» **Tarefa proposta 1**
Identifique nos registos todas as linhas em que surge a palavra "ceiling" e copie-as, respeitando maiúsculas e minúsculas.
---------- Texto de leitura ----------
O Povo tem um poder indiscutível. Tem um rio do seu lado. Tem o poder de querer ou não lavar uma roupa demasiada suja que, embora não seja sua, lhe veio parar às mãos. Então porque espera? Lavemos essa roupa. Que o rio seja a nossa alma, a nossa voz, o nosso poder. Podem comprar o chão deste povo. Mas não lhe comprarão a sua alma.
Povo que lavas no rio. Povo que ainda continuas a lavar no rio… Pedo Homem de Mello, no seu livro Miserere, publicado em 1948, escreve a poesia «Povo», que viria a ser posteriormente imortalizada por Amália.
Nestes versos, tantas vezes cantados e deturpados, podemos encontrar um retrato deste nosso povo. Um povo que apesar de ter ultrapassado o fascismo e tempos difíceis, se encontra hoje a definhar pelas políticas neoliberais. Embora este poema tenha sido isolado do seu contexto, pela ditadura de então, traz-nos hoje à memória a condição dos que se sentem à margem da condição social.
---------- Dados fornecidos ----------
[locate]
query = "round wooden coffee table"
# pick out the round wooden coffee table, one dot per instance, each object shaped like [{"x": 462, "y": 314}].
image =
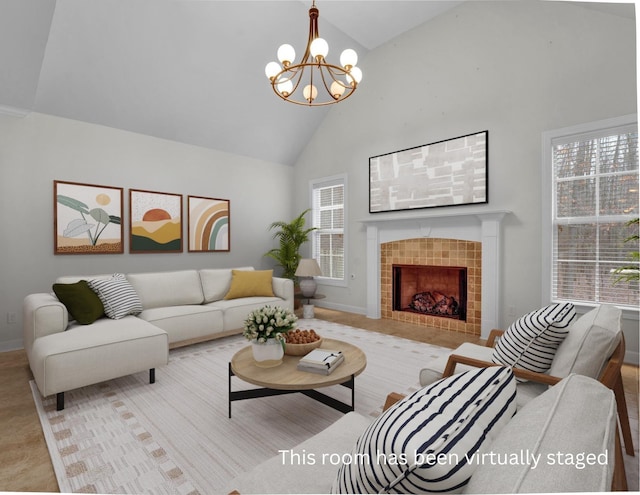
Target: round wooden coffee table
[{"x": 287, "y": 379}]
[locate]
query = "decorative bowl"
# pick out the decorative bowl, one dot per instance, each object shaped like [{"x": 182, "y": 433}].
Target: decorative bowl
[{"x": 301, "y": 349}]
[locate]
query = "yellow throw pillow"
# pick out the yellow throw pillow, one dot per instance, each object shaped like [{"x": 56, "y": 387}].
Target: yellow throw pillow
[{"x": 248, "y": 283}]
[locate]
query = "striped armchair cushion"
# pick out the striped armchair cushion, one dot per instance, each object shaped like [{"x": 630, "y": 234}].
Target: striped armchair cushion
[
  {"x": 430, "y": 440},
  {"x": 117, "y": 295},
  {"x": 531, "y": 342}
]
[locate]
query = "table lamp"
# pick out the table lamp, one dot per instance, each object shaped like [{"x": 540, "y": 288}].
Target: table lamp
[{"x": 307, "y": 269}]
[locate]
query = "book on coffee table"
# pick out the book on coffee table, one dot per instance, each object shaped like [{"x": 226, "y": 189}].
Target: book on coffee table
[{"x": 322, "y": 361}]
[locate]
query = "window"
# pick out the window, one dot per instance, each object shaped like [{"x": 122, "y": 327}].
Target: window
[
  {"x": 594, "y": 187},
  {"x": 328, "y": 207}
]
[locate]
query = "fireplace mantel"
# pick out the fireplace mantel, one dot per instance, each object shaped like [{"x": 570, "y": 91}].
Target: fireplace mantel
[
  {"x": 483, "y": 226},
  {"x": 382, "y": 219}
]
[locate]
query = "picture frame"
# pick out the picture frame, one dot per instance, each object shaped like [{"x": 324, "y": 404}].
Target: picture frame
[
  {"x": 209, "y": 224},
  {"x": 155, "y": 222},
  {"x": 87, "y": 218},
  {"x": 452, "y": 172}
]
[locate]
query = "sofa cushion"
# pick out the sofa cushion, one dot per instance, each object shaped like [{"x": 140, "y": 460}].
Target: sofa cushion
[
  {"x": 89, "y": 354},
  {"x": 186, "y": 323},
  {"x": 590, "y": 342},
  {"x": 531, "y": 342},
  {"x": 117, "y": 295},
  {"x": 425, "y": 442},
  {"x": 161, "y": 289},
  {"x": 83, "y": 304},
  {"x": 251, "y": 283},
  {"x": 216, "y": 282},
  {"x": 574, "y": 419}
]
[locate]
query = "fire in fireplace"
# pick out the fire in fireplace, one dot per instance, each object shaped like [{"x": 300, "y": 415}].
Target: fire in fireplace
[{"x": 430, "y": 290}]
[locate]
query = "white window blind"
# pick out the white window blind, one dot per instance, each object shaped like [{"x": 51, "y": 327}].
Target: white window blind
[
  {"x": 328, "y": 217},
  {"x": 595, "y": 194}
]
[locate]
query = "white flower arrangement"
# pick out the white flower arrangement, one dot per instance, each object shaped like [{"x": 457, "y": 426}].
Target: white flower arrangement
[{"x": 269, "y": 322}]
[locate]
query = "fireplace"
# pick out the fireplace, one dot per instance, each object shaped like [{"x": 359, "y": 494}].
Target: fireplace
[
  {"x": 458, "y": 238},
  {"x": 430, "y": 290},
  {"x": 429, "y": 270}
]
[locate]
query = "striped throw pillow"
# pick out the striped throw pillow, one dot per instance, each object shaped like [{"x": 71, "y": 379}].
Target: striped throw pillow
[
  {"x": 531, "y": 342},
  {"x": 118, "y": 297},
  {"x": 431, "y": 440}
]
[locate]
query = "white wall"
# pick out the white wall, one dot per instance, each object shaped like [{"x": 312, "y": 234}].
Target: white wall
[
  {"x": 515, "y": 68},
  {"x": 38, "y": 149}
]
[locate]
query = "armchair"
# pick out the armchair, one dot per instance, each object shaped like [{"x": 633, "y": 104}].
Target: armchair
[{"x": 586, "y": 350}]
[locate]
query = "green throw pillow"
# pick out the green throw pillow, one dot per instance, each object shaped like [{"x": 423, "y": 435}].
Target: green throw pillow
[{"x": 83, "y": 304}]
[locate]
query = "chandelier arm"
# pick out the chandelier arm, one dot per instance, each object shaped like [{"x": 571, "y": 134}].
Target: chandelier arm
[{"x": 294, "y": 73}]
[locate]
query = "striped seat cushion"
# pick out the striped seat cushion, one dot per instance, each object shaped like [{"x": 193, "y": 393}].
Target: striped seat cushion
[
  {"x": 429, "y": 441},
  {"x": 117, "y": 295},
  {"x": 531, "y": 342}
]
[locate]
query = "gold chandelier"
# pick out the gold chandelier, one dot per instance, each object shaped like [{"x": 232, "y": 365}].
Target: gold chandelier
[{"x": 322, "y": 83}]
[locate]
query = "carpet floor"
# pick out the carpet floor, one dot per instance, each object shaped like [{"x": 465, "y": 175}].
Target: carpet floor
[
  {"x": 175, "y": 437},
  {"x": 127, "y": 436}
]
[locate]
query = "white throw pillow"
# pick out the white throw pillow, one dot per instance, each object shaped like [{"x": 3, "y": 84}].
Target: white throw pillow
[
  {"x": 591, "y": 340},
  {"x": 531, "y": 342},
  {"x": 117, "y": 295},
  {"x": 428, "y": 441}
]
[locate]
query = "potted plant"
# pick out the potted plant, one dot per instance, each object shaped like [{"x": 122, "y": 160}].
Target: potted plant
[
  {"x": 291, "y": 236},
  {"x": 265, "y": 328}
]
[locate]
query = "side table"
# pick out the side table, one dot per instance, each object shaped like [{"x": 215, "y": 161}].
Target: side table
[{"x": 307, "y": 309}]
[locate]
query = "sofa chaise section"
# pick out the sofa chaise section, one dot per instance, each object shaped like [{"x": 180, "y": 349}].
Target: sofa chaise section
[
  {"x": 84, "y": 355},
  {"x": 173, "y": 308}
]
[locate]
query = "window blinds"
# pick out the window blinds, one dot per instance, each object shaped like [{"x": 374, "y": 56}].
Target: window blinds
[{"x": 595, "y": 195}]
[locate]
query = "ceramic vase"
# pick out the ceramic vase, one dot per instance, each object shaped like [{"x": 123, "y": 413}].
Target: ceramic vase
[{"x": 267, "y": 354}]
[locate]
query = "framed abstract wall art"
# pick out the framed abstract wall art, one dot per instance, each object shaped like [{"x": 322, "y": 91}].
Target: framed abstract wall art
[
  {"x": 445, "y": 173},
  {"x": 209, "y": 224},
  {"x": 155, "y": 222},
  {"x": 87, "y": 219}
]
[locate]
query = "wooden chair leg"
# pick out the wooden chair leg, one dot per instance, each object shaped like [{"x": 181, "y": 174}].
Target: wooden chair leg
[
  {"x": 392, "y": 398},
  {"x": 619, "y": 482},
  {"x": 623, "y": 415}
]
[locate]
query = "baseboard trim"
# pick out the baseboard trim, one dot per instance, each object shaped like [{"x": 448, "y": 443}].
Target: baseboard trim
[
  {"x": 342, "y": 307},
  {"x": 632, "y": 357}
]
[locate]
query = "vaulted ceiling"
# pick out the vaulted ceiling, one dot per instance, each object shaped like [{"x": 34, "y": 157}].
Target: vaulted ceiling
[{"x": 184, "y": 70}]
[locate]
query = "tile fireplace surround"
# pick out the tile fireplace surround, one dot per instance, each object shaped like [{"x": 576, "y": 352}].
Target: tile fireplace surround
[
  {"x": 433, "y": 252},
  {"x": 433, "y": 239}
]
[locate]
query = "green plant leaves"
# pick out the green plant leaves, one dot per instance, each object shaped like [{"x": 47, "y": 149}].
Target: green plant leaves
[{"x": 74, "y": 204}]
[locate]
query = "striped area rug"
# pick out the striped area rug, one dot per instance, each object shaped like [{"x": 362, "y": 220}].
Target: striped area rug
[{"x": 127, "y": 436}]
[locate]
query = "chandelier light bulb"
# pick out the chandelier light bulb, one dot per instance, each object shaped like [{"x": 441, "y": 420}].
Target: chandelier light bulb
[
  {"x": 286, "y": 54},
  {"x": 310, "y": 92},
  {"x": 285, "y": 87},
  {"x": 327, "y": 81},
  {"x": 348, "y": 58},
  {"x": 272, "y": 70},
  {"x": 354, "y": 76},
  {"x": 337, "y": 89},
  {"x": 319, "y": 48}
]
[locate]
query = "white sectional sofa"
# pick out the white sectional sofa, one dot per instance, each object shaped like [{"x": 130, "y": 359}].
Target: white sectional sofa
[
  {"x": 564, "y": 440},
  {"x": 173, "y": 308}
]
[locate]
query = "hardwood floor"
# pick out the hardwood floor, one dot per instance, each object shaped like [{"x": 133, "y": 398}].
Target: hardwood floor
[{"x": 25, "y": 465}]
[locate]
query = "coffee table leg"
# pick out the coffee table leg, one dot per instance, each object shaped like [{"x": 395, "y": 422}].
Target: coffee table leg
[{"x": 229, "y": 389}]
----------
» **Tarefa proposta 2**
Escreva a continuação do texto sobre o poema «Povo», começando logo após a última frase apresentada.

» **Resposta do exercício 1**
query = "vaulted ceiling"
# pick out the vaulted ceiling, one dot per instance, each object shaped like [{"x": 34, "y": 157}].
Target: vaulted ceiling

» **Resposta do exercício 2**
Pois é. Estamos perante uma desfragmentação social, onde as classes deixaram de contar. Estamos perante uma desfiliação onde muitos se sentem esquecidos pela sociedade e pelo estado. Estamos perante uma significativa fragmentação social, onde o que conta já não é o posto laboral ocupado mas a influência e peso adquiridos. A individualização, promovida pelas presentes políticas, fecham a pessoa em si mesma. A prepotência dos que detêm o poder, como sendo os senhores da verdade! Os que se sentem donos dos outros porque são detentores da inovação, do empreendedorismo e das políticas que constroem à sua medida. Perante esta nova questão social, resta uma pergunta. Para onde vamos? O Povo? Quem o defende? Quem lhe compra o seu chão sagrado? Porque é que ainda lava no rio? Tentamos comprar o outro com uma bolsa de trinta moedas. Mas o Povo não. Não se deixa comprar. Pedro Homem de Mello dizia que pertencia ao povo. Há quem sobe a alturas de incenso, pelas mãos do Povo. E há quem caia, de costas no chão. O Povo não se poderá deixar enganar. O Povo não se pode deixar comprar e muito menos enganar. Não!
Neste desgoverno em que nos encontramos o Povo tem a sua palavra. Será tempo de parar de lavar roupa no rio. Ou será que, ao invés, o Povo terá de lavar a roupa que, não sendo sua, se encontra demasiado suja? Então vamos ao rio. Lavemos essa roupa! Mas façamos do rio o nosso poder!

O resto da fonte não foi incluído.